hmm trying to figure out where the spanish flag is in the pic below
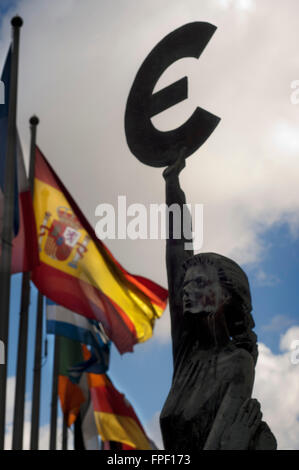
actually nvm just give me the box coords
[31,147,168,353]
[88,371,152,450]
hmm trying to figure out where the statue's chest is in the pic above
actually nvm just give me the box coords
[160,351,232,450]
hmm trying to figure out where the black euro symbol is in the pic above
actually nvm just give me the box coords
[125,22,221,167]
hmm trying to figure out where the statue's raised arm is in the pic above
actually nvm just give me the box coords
[163,154,193,363]
[161,157,277,451]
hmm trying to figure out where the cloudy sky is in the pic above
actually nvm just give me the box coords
[1,0,299,450]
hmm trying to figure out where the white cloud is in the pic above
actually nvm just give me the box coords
[255,269,280,287]
[254,326,299,450]
[153,306,171,344]
[4,376,74,450]
[217,0,255,11]
[237,0,254,10]
[145,411,164,450]
[271,120,299,156]
[279,326,299,352]
[261,314,296,332]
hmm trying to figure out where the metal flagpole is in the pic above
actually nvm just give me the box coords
[62,416,68,450]
[30,291,44,450]
[0,16,23,450]
[49,335,60,450]
[74,414,85,450]
[12,116,39,450]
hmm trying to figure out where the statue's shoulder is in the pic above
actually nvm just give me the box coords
[219,346,255,376]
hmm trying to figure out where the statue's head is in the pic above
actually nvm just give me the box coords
[182,252,257,360]
[183,252,251,313]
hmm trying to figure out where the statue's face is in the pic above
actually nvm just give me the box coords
[183,264,230,315]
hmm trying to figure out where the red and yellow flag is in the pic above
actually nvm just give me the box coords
[88,371,151,450]
[32,147,168,353]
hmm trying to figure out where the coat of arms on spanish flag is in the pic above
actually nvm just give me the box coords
[32,146,168,353]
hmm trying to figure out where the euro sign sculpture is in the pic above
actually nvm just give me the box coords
[125,22,277,450]
[125,22,220,167]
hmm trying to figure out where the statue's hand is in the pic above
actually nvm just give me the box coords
[220,398,262,450]
[162,152,186,180]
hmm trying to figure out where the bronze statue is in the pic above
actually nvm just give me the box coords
[159,156,277,450]
[124,20,277,451]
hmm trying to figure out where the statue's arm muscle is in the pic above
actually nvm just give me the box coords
[164,167,193,361]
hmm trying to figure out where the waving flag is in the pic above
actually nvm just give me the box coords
[75,399,101,450]
[58,337,86,427]
[32,146,168,353]
[58,340,153,450]
[58,337,101,449]
[68,350,109,383]
[46,298,110,366]
[88,371,152,450]
[78,345,153,450]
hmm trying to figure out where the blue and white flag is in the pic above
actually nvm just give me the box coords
[46,299,111,367]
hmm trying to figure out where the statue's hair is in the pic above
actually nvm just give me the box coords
[182,252,258,364]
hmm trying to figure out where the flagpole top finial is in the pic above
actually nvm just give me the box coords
[11,16,23,28]
[30,116,39,126]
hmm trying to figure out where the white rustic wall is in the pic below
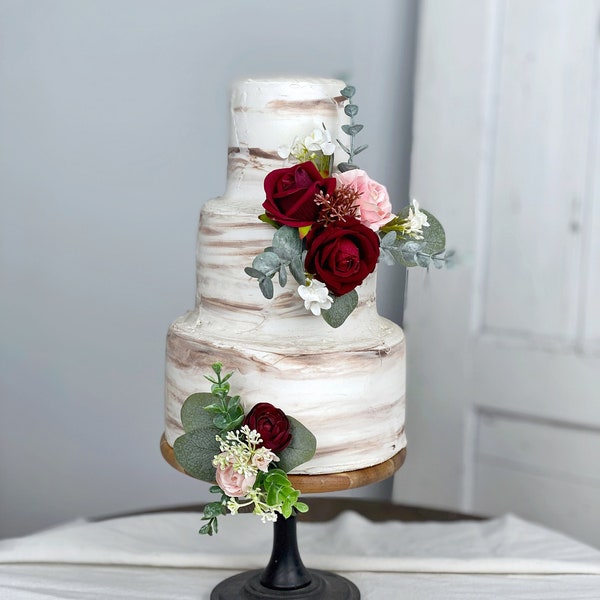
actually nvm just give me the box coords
[0,0,417,537]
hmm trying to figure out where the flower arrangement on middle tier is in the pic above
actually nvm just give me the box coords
[245,85,450,328]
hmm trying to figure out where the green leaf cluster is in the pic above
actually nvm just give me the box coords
[337,85,368,172]
[379,210,454,269]
[245,226,305,298]
[202,363,244,432]
[259,469,309,519]
[198,486,229,536]
[173,363,243,483]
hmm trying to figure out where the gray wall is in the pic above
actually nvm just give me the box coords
[0,0,417,538]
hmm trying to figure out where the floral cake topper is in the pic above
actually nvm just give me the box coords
[174,363,316,534]
[246,85,451,327]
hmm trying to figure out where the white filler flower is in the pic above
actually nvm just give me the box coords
[298,280,333,316]
[406,199,430,239]
[303,126,335,156]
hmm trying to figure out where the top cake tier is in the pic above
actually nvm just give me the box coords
[226,77,349,195]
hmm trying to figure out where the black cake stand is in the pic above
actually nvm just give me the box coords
[161,434,406,599]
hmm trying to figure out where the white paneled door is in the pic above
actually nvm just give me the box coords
[393,0,600,548]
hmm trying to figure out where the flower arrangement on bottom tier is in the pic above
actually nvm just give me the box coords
[173,363,316,535]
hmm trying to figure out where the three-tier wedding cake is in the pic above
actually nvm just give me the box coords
[163,78,406,475]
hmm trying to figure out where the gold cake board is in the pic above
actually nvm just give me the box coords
[160,433,406,494]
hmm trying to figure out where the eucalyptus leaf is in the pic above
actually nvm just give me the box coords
[380,230,397,248]
[180,393,220,433]
[244,267,263,279]
[173,428,220,482]
[252,251,281,275]
[342,124,363,136]
[395,207,446,257]
[432,255,446,269]
[321,290,358,328]
[277,416,317,472]
[279,265,287,288]
[398,240,424,267]
[379,247,397,267]
[416,254,432,268]
[337,162,359,173]
[353,144,368,155]
[419,210,446,256]
[259,276,274,299]
[336,139,351,155]
[289,255,305,285]
[272,226,303,261]
[344,104,359,117]
[340,85,355,98]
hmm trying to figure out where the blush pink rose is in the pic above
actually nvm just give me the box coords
[215,461,256,498]
[334,169,394,231]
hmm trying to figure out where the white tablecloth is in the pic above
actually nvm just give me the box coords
[0,511,599,599]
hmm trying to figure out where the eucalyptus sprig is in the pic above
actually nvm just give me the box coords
[380,233,455,268]
[337,85,368,172]
[244,226,305,299]
[202,362,244,432]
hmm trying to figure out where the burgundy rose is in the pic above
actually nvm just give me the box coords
[263,161,336,227]
[305,217,380,296]
[243,402,292,453]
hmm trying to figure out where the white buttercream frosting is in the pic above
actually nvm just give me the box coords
[164,78,406,474]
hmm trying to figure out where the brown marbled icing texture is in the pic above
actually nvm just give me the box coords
[164,78,406,475]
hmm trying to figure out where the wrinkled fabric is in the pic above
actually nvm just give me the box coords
[0,511,599,599]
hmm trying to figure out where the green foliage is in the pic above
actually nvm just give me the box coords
[173,364,316,534]
[337,85,368,172]
[198,486,228,536]
[321,290,358,328]
[277,416,317,472]
[245,226,306,298]
[202,362,245,432]
[180,393,219,433]
[379,209,454,269]
[173,428,221,482]
[260,469,304,519]
[174,363,245,482]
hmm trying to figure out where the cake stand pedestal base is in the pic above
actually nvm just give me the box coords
[210,513,359,599]
[210,569,359,600]
[161,435,407,599]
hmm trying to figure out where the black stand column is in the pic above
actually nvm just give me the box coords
[210,514,360,599]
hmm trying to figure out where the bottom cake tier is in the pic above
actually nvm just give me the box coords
[164,308,406,476]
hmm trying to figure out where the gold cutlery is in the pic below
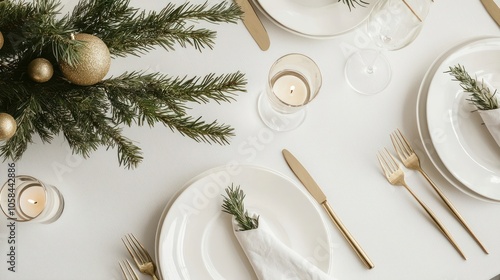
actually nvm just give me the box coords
[390,129,488,254]
[282,149,374,269]
[234,0,270,51]
[377,149,467,260]
[119,259,140,280]
[481,0,500,26]
[122,233,159,280]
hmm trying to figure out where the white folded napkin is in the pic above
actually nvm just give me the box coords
[478,108,500,147]
[232,214,331,280]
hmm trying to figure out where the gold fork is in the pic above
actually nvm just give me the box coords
[377,149,467,260]
[122,233,159,280]
[119,259,139,280]
[391,129,488,254]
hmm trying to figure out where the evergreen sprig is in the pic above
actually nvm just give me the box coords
[446,64,499,111]
[0,0,246,168]
[341,0,369,10]
[221,185,259,231]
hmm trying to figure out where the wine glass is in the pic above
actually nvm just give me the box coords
[345,0,432,95]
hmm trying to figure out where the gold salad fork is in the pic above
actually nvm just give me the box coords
[119,259,139,280]
[391,129,488,254]
[377,149,467,260]
[122,234,159,280]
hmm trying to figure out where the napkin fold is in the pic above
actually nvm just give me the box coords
[232,214,330,280]
[478,108,500,147]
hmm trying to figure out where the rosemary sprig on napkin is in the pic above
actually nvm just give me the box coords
[222,185,259,231]
[446,64,499,110]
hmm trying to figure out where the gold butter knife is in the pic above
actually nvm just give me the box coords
[481,0,500,26]
[282,149,374,269]
[234,0,270,51]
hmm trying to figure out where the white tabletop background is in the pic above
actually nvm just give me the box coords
[1,0,500,279]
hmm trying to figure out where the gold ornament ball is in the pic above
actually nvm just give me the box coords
[0,113,17,141]
[59,33,111,86]
[0,31,4,49]
[28,58,54,83]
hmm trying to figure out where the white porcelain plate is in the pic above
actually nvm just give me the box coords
[426,37,500,200]
[155,165,332,279]
[252,0,379,38]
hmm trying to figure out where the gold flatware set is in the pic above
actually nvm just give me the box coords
[378,129,488,259]
[120,233,159,280]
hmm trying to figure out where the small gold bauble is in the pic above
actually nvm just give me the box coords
[59,33,111,86]
[28,58,54,83]
[0,113,17,141]
[0,31,4,50]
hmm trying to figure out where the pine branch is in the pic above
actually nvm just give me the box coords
[340,0,369,11]
[221,185,259,231]
[446,64,499,111]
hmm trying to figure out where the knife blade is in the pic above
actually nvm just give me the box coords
[234,0,270,51]
[282,149,374,269]
[481,0,500,26]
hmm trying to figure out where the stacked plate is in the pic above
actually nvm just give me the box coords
[154,165,333,279]
[417,37,500,203]
[251,0,379,38]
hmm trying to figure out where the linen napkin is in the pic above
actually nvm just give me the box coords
[232,214,330,280]
[478,108,500,147]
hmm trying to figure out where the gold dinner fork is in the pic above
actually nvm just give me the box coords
[119,259,139,280]
[377,149,467,260]
[391,129,488,254]
[122,233,159,280]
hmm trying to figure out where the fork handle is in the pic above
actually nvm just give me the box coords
[403,184,467,260]
[322,202,374,269]
[418,168,489,254]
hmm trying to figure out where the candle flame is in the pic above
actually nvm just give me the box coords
[289,85,295,94]
[28,199,38,205]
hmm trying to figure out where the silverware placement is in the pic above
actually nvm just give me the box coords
[122,233,159,280]
[282,149,375,269]
[481,0,500,26]
[391,129,488,254]
[377,148,467,260]
[119,259,140,280]
[234,0,270,51]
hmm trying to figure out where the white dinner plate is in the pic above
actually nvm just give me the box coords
[155,165,333,279]
[252,0,379,39]
[425,37,500,201]
[417,36,500,203]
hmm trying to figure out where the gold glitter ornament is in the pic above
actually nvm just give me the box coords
[0,113,17,141]
[59,33,111,86]
[0,31,4,49]
[27,58,54,83]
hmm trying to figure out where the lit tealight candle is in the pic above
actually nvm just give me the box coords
[18,185,46,219]
[272,71,310,106]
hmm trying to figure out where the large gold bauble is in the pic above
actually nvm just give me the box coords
[0,31,4,49]
[28,58,54,83]
[59,33,111,86]
[0,113,17,141]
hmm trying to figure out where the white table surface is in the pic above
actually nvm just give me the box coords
[1,0,500,279]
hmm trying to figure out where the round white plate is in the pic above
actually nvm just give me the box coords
[425,37,500,201]
[155,165,333,279]
[416,36,500,203]
[252,0,379,39]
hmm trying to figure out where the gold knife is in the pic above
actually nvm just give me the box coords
[481,0,500,26]
[282,149,374,269]
[234,0,270,51]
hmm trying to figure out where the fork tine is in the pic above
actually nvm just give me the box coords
[397,128,415,153]
[391,130,411,159]
[119,259,139,280]
[130,233,152,262]
[122,234,144,267]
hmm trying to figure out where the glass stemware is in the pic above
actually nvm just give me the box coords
[345,0,432,95]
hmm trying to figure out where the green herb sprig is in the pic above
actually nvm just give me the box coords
[446,64,499,111]
[342,0,369,10]
[221,185,259,231]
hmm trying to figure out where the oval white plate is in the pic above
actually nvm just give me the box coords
[155,165,332,279]
[252,0,379,39]
[425,37,500,200]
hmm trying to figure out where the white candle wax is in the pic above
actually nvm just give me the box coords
[272,71,310,106]
[18,185,46,218]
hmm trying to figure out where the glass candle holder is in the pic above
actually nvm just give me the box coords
[258,53,322,131]
[0,175,64,223]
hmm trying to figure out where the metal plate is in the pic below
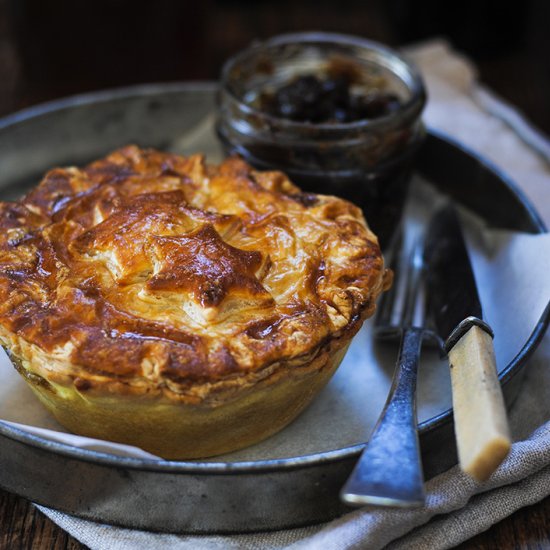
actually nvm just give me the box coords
[0,83,548,533]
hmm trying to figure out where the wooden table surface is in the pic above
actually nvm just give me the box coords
[0,1,549,548]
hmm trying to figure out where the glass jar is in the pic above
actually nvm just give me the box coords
[216,32,427,249]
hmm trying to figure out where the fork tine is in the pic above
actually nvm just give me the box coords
[401,236,425,326]
[374,229,406,337]
[375,224,428,331]
[375,260,399,329]
[375,226,445,349]
[375,231,401,323]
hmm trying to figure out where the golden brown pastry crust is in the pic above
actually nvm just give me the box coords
[0,146,387,456]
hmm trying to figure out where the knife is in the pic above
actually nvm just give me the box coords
[424,204,511,482]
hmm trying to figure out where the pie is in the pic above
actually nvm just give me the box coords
[0,146,388,458]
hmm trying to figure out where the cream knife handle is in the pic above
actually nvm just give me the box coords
[448,325,511,482]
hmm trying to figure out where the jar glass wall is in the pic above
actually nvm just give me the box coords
[216,32,427,249]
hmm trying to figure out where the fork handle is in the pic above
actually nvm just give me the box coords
[340,327,425,507]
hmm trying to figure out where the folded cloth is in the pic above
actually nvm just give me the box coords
[38,39,550,549]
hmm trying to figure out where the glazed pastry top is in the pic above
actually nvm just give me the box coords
[0,146,386,400]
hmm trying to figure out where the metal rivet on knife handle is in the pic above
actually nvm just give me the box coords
[444,316,494,354]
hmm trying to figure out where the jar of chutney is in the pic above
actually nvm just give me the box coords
[216,32,427,249]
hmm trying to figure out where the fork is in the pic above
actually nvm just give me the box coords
[340,231,428,507]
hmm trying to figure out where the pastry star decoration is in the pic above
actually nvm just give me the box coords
[147,224,272,308]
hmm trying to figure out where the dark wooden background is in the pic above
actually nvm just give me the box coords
[1,0,550,134]
[1,0,549,548]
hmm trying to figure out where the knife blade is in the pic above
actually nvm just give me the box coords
[424,204,511,482]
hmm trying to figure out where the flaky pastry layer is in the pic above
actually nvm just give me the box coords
[0,146,387,406]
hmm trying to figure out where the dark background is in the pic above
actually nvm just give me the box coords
[0,0,549,134]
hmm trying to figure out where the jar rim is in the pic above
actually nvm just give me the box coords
[220,31,427,132]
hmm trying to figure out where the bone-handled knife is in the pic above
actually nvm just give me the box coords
[424,204,511,482]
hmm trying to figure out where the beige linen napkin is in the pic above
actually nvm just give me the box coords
[34,39,550,549]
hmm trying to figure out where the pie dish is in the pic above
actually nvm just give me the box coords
[0,146,388,458]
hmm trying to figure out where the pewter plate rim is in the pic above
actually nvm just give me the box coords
[0,82,547,476]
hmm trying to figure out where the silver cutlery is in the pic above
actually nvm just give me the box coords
[341,202,511,507]
[340,231,428,507]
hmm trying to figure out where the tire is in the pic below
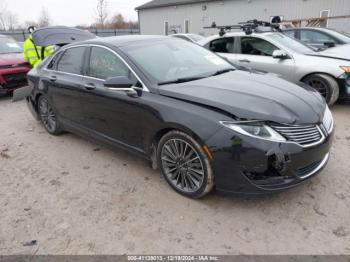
···
# Task to carry out
Could you reproduce exactly, and only, the lines from the one containing "hmm trying to figure out where the flaky" through the end of the records above, both included, while leaving out the pictures?

# Answer to this problem
hmm trying to figure out where the flaky pastry layer is in the pic above
actually nvm just give me the box coords
[0,146,387,406]
hmm trying to figure out where the dark background is in the pic above
actually nvm just give me the box coords
[0,0,549,134]
hmm trying to figure out where the jar rim is in the pic above
actually nvm just give me the box coords
[220,31,427,132]
hmm trying to figure out where the bone-handled knife is in the pic above
actually nvm just give me the box coords
[424,204,511,482]
hmm trying to figure out where the beige linen napkin is in the pic above
actually nvm just give me the box coords
[34,39,550,549]
hmm trying to figure out where the pie dish is in the pic above
actually nvm just give me the box coords
[0,146,388,458]
hmm trying to figure out where the pewter plate rim is in the pic above
actually nvm just give me the box coords
[0,82,547,476]
hmm trying to figure out where the silver cutlery is in the pic above
actually nvm just give me the box coords
[341,202,511,507]
[340,231,428,507]
hmm trying to figure out where the tire is in the pic below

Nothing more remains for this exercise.